• Aim of the exercise
Report every line of the listing below that contains the word "trim", treating uppercase and lowercase as distinct.
* * * * * * * * *
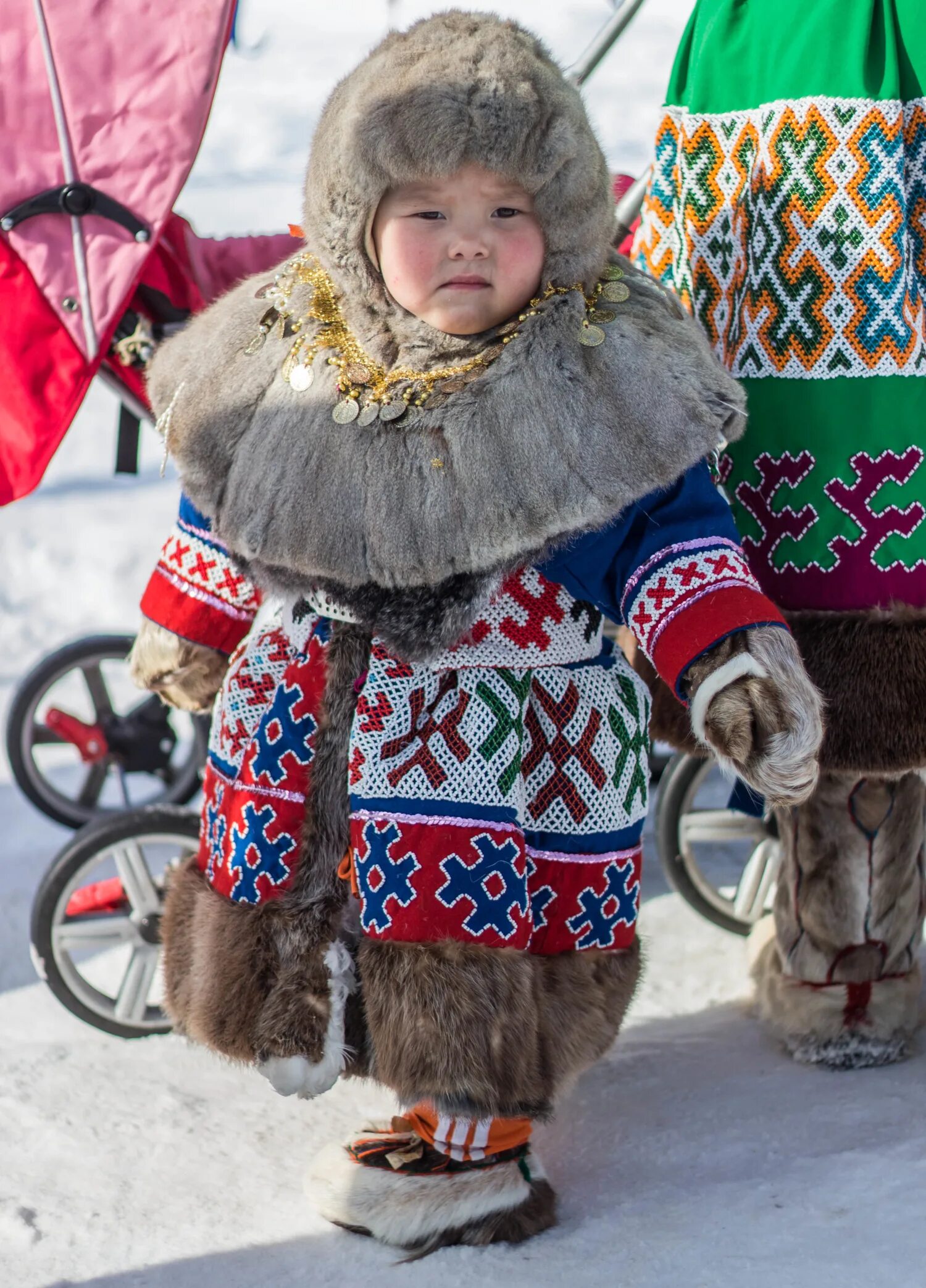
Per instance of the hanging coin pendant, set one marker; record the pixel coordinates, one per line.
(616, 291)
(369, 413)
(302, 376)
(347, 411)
* * * * * * * * *
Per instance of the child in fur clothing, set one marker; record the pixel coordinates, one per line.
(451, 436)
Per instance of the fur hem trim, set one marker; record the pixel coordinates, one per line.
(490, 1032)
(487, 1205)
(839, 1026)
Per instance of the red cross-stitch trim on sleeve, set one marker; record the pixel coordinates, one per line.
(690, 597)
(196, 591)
* * * * * * * * *
• Correct result
Per instance of the fur hem trim, set one marker; record the pixel coordinates, one per line.
Per instance of the red cross-stitch trim on sleeve, set one marker; record the pixel coordinates, one per line.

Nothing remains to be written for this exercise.